ASSIGNED TASK >> An image-free, word-for-word version of the records below is to be returned.

Extracted data entries:
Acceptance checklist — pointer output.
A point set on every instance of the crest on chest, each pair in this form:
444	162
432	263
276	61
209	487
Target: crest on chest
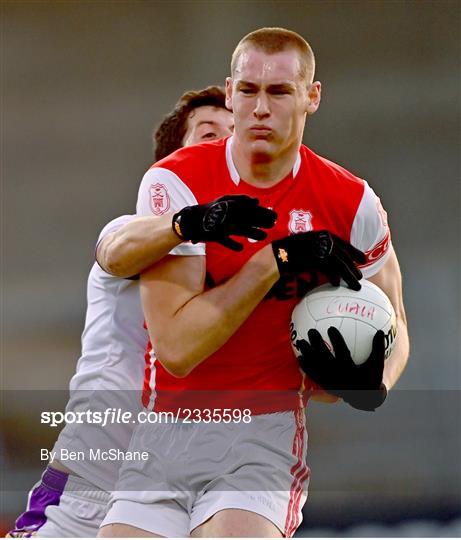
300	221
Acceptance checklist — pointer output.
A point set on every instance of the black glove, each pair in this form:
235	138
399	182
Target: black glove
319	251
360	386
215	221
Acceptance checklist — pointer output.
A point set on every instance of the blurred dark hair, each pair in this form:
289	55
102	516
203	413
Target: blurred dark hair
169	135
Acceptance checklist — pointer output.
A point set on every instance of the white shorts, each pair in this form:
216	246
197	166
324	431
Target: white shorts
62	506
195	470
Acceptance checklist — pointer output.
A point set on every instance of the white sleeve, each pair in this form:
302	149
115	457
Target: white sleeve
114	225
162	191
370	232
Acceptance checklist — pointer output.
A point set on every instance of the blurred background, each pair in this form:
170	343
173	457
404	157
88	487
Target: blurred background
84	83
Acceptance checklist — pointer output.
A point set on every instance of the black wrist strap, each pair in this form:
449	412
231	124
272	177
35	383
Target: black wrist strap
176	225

OUTPUT OF THE TASK >>
Acceptance checklist — pointer output.
A point set on every instance of the crest on chest, each pair in this form:
444	162
432	263
276	61
209	487
Target: crest on chest
300	221
Acceptance checklist — pointer output.
A point set on every instance of the black glove, each pair in this form:
235	138
399	182
Target: black glove
319	251
360	386
215	221
Acceptance checklist — pointer output.
A point set on every instance of the blurred dark hair, each pair in this form:
289	55
102	516
203	413
Target: blurred dark hair
169	135
Acceptance checklist — pointer output.
A point set on every instance of the white shorts, each pair in this form:
216	246
197	166
324	431
Target: white shorts
62	506
195	470
Acceptance checklist — pointer output.
A point set on every instance of the white sleeve, each pair in this form:
302	149
115	457
Target: white sleeve
114	225
162	191
370	232
Acceptance checklist — pointer output.
A point set on every instance of the blurred background, each pair in this form:
170	343
173	457
404	157
88	487
Target: blurred background
84	83
Acceptance checklist — pointer output.
A point set on every instance of the black wrist strap, each pair in this form:
449	412
231	124
272	177
35	383
Target: black wrist strap
176	225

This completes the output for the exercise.